### [Texto fornecido]
==============================

Razões idênticas valem para o objeto do presente recurso.

35º

Pode igualmente citar-se, em abono da solução proposta para as presentes alegações, o Acórdão 440/19 (Relator: Conselheiro Lino Ribeiro), que julgou «inconstitucional, por violação do princípio da proporcionalidade ínsito ao princípio do Estado de direito democrático consagrado no artigo 2.º da Constituição, a interpretação normativa da alínea c) do n.º 7 do artigo 36.º e do n.º 5 do artigo 35.º do Novo Regime de Arrendamento Urbano (NRAU) (aprovado pela Lei n.º 6/2006, de 27 de fevereiro, na redação que lhe foi conferida pela Lei n.º 31/2012, de 14 de agosto, e retificada pela Declaração de Retificação n.º 59-A/2012, de 12 de outubro), segundo a qual os arrendatários a que se refere o artigo 36.º, que no mês correspondente àquele em que foi invocada a circunstância relativa ao rendimento anual bruto corrigido (RABC) do agregado familiar, e pela mesma forma, não fizerem prova anual do seu rendimento perante o senhorio, ficam automaticamente impedidos de poder prevalecer-se desta circunstância, mesmo que não sejam alertados pelos senhorios para a necessidade de a apresentar».

==============================

### [Excertos do material]
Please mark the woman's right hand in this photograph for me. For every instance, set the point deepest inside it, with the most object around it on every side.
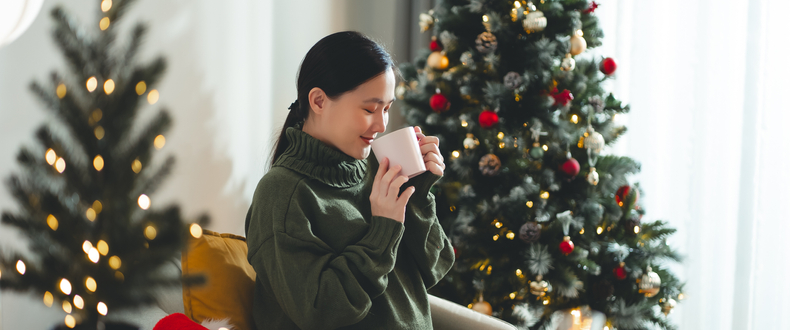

==============================

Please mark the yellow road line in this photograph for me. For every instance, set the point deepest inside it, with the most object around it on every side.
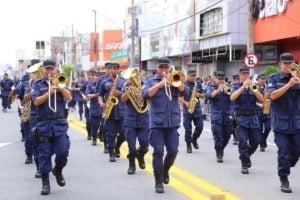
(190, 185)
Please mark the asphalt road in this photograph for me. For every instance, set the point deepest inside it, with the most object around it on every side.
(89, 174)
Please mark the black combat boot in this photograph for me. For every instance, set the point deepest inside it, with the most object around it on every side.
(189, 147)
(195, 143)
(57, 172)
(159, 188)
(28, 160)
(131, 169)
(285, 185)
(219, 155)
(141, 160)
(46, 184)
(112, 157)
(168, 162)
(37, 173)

==============================

### [Enunciado da tarefa]
Com base no texto fornecido, responda:
(a) Quem foi o relator do Acórdão 440/19?
(b) Que princípio o acórdão considerou violado?
(c) Que lei aprovou o Novo Regime de Arrendamento Urbano?

### [Resolução da tarefa]
(a) O Conselheiro Lino Ribeiro.
(b) O princípio da proporcionalidade, ínsito ao princípio do Estado de direito democrático consagrado no artigo 2.º da Constituição.
(c) A Lei n.º 6/2006, de 27 de fevereiro.